#### Instruction 1:
According to the Boolean data chapter, at which university was George Boole the first mathematics professor?
#### Instruction 2:
List the caption of each numbered figure in the Boolean data chapter, with its figure number.
#### Instruction 3:
Continue the Boolean data chapter from its last sentence.

======== Page text ========

Chapter 10. Dealing with Boolean Data

My favorite data joke is, “What’s a ghost’s favorite data type?”

“BOO-lean.”

Now that that’s out the way, let’s talk about potentially the simplest data type but one that sits at the heart of a lot of what we do in data analytics and therefore is an important part of data preparation: Boolean data. In this chapter, we’ll cover what it is and why it is useful when analyzing data.

What Is Boolean Data?

The word Boolean comes from the mathematician George Boole. He was Cork University’s first mathematics professor, and his theorems were eventually applied to computing. Boolean data is simply a True or False response to a conditional statement or test.

Why Is It So Useful in Data Analysis?

The response of True or False is often encoded as 1 or 0 behind the scenes in the software we use. Therefore, the performance of calculations that use Boolean data is very quick. Computing is based on 1s and 0s, so Boolean data is easily processed by a computer.

A simple column of 1 or 0 responses is actually amazingly useful in data analysis for many reasons beyond just performance:

Indicators

Here, an indicator refers to a field or set of fields that indicate whether or not each record fits some criteria. These can be analyzed very simply in most data tools. For example, if you want to count how many customers have a certain product type, it’s very simple to sum a Boolean indicator of 1s and 0s in most tools (Figure 10-1).

Indicators demonstrated as 1 for yes and 0 for no
Figure 10-1. Indicators demonstrated as 1 for yes and 0 for no
In Prep Builder or Desktop, you could easily aggregate these values using either a SUM() or AVG() function to form simple summary statistics about the data set without having to build complex calculations or functions.
Logical tests to filter
Determining whether or not something meets a condition is a key part of data analytics. As mentioned, Boolean tests simply result in True/False responses, allowing you to decide how to proceed. These tests can be useful in cleaning data as well as in developing more complex logic for solving specific difficult problems. For example, using the banking data set in Figure 10-1, if we are analyzing only customers with credit cards, we can easily extract the relevant data by checking if a customer has a 1 value in the Credit Card Ind column (Figure 10-2).
Customers with Credit Cards data set
Figure 10-2. Customers with Credit Cards data set

One aspect of using Boolean data fields to be mindful of is losing the meaning of the data points. Getting a response of True/False or 1/0 might be useful to the analyst but may not be as meaningful to the user of the resulting analysis. Therefore, it’s a good idea to use an alias to describe what the Boolean data type refers to (Figure 10-3).

Aliasing Boolean values in Prep
Figure 10-3. Aliasing Boolean values in Prep

In Prep Builder, the Profile pane is the perfect place to change your values, but doing so would negate some of the performance benefits of Boolean values. Therefore, it is often more beneficial to save these changes for later in the flow. Simply double-clicking a value (in this case, 1) allows you to replace it with an alias, such as “Yes.” Remember to change your numeric data type from an integer to a string first, or Prep Builder will not accept the change.

======== Data entries ========

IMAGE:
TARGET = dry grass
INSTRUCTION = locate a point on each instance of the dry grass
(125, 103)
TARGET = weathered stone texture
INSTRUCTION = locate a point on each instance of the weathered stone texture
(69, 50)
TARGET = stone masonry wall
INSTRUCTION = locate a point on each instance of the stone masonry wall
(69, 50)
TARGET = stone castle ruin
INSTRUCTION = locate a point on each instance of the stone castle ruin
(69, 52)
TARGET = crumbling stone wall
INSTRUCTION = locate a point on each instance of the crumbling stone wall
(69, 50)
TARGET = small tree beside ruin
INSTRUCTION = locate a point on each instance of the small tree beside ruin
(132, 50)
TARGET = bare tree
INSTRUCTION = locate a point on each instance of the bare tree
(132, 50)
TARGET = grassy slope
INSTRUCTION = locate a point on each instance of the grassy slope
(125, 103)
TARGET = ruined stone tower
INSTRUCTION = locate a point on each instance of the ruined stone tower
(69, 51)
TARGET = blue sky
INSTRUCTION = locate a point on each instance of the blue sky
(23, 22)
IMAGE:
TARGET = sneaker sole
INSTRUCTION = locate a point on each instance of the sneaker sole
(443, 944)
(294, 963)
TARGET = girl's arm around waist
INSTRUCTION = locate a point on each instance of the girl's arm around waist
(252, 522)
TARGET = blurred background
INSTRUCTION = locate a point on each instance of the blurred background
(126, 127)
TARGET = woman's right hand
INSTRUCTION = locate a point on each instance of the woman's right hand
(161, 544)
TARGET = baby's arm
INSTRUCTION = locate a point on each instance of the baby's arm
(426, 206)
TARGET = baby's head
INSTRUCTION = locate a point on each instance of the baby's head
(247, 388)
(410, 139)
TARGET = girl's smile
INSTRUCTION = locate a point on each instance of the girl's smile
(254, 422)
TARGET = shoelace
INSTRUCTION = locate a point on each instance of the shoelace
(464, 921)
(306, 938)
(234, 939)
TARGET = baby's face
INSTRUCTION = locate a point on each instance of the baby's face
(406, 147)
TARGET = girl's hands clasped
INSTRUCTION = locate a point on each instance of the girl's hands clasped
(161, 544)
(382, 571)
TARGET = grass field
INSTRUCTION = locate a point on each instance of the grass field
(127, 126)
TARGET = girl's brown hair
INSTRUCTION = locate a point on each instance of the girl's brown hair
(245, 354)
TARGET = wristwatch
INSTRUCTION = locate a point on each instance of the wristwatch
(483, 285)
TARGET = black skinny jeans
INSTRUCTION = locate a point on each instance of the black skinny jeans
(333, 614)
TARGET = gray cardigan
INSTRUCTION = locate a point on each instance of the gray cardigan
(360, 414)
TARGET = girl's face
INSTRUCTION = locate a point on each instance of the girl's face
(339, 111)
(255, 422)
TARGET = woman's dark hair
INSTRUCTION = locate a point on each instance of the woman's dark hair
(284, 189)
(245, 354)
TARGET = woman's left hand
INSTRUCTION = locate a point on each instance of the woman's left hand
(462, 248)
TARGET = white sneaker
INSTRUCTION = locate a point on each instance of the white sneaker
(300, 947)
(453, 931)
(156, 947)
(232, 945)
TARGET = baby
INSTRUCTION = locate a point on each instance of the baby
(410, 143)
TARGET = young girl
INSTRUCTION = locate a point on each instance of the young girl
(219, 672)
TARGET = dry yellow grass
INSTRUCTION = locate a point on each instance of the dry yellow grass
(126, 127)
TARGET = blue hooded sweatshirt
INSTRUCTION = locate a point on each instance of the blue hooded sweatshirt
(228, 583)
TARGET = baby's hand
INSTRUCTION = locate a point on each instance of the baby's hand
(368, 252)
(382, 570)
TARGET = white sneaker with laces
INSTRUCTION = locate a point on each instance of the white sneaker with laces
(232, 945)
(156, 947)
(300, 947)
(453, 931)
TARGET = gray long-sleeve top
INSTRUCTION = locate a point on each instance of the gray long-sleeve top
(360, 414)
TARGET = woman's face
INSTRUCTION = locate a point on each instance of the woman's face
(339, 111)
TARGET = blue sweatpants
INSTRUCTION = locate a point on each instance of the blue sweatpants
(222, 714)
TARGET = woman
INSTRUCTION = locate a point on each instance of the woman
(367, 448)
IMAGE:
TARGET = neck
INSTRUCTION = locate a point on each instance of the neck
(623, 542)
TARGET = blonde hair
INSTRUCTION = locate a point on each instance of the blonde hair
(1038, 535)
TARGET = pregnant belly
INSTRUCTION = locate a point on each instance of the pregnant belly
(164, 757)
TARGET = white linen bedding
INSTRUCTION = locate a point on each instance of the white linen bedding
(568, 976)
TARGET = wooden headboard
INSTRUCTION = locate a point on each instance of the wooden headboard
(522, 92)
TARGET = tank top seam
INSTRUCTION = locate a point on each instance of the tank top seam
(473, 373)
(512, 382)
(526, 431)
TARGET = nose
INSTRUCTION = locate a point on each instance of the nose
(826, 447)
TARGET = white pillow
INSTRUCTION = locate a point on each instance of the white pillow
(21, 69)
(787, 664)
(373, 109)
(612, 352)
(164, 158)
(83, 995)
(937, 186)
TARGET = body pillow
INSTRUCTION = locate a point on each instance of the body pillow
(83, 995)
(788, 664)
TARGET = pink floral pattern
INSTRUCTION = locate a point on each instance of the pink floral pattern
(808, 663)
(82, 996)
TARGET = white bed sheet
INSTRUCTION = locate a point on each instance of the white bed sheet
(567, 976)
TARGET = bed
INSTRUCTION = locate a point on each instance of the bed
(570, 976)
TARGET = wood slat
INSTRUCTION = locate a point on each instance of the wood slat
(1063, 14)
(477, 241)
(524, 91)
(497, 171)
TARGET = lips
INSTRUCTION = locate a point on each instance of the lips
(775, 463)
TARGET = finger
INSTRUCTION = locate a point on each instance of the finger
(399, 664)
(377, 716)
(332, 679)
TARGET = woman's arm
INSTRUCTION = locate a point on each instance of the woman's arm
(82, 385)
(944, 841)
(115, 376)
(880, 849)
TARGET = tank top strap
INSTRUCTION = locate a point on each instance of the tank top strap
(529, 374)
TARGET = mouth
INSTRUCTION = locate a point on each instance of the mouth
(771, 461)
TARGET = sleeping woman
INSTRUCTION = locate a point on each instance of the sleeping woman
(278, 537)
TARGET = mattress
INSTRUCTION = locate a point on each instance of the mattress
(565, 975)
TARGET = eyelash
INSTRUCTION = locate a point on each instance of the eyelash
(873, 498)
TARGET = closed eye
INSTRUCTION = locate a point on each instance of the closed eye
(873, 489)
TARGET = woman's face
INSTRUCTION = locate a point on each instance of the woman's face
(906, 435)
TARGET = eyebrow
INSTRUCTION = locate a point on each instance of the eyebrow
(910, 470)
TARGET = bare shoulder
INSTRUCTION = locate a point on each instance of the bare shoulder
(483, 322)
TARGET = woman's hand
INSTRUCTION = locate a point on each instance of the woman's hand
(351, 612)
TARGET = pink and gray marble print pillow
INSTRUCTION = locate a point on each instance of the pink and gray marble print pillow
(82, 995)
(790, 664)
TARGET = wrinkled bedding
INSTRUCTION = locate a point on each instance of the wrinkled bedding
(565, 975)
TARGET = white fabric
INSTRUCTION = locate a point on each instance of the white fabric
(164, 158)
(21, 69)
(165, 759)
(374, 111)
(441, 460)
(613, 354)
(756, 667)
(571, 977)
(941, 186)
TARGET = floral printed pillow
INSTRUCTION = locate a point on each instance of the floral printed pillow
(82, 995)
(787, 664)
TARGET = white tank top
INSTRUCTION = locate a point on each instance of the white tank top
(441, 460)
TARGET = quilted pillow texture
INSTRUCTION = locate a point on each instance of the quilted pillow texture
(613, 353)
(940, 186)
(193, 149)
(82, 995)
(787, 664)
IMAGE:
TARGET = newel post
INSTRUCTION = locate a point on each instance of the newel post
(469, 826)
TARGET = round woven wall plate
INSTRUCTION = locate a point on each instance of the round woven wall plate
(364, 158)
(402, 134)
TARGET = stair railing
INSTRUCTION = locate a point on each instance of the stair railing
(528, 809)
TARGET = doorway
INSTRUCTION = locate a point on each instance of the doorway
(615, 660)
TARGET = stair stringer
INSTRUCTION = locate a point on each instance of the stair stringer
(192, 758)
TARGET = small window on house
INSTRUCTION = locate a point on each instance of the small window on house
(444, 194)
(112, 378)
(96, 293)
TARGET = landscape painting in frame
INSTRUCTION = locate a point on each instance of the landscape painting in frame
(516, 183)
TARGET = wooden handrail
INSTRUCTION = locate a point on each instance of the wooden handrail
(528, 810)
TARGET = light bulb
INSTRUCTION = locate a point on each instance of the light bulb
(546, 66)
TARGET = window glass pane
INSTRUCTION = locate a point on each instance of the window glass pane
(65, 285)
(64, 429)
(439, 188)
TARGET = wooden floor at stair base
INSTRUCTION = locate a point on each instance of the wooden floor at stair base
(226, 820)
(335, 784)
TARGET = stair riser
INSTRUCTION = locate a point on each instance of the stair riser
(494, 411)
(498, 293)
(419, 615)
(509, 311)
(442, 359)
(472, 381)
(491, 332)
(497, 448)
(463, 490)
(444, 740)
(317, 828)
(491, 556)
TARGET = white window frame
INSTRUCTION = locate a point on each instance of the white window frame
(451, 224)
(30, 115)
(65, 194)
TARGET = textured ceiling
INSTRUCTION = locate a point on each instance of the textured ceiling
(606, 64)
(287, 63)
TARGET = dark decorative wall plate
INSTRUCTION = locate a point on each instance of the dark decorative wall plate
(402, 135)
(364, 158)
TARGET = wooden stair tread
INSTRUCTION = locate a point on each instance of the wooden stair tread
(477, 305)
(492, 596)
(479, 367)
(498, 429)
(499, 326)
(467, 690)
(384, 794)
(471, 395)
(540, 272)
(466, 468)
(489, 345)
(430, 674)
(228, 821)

========

#### Output 1:
Cork University

#### Output 2:
Figure 10-1: Indicators demonstrated as 1 for yes and 0 for no
Figure 10-2: Customers with Credit Cards data set
Figure 10-3: Aliasing Boolean values in Prep

#### Output 3:
Functions Featuring Boolean Logic

Many calculation functions feature Boolean logic—that is, they assess whether a value in a data field meets a condition to be output as either True or False. The following are some of the most useful.

IIF()

This is short for an “Immediate IF” function. IIF() functions are the equivalent of choosing what to output instead of just True or False when a condition is or isn’t met.

Here’s how to set up this calculation:

IIF(logical test, if True return this, if False return this)

The function returns the True result (second part of the function) if the logical test is met, and the False result (third part of the function) if the logical test is not met. Using an IIF() function can save a lot of typing of traditional IF statements and thus prevent keying errors. For example, an IIF() function can be very effective to assess whether sales targets have been met. Here’s how you would use it to return a value of 'Met' if sales are over 100 and 'Missed' if they are not:

IIF( [Sales] > 100 , 'Met ', 'Missed' )

contains()

This is a great function to test whether certain words, terms, or characters are present in a string. This prevents you from having to split fields up into individual words or characters in order to check whether they contain the search term. It also avoids data being converted into massively long data sets and values being duplicated.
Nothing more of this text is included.